--- Brief ---
Convert the listing below into a Markdown table with two columns, Row and Listing Line. Give each line its own numbered row, skip blank lines, and leave the pictures out.
-*-*-
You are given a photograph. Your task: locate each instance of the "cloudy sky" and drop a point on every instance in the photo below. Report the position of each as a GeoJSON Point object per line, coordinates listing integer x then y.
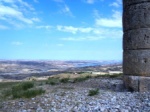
{"type": "Point", "coordinates": [61, 29]}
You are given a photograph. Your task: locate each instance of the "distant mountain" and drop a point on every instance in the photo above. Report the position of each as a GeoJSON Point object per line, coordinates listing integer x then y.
{"type": "Point", "coordinates": [24, 68]}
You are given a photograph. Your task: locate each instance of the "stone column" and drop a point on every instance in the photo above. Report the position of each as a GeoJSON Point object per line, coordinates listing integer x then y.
{"type": "Point", "coordinates": [136, 44]}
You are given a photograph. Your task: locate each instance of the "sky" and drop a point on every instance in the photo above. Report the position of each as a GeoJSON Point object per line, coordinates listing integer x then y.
{"type": "Point", "coordinates": [61, 29]}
-*-*-
--- Solution below ---
| Row | Listing Line |
|---|---|
| 1 | You are given a photograph. Your task: locate each instance of the "cloudy sky" and drop a point on every instance in the photo below. Report the position of each as a GeoJSON Point object per line, coordinates listing integer x then y. |
| 2 | {"type": "Point", "coordinates": [61, 29]} |
| 3 | You are given a photograph. Your task: locate each instance of the "distant mountain" and drop a point on every instance in the photo above. Report the position of each as a GeoJSON Point object per line, coordinates listing integer x then y. |
| 4 | {"type": "Point", "coordinates": [24, 68]} |
| 5 | You are given a photograph. Your task: locate each instance of the "stone column" and drop a point on every instance in the photo above. Report the position of each as a GeoJSON Point object per line, coordinates listing integer x then y. |
| 6 | {"type": "Point", "coordinates": [136, 44]} |
| 7 | You are given a photograph. Your task: locate each instance of the "sky" and drop a point on every instance in the photo above. Report the position of each as a GeoJSON Point object per line, coordinates listing integer x then y. |
| 8 | {"type": "Point", "coordinates": [61, 29]} |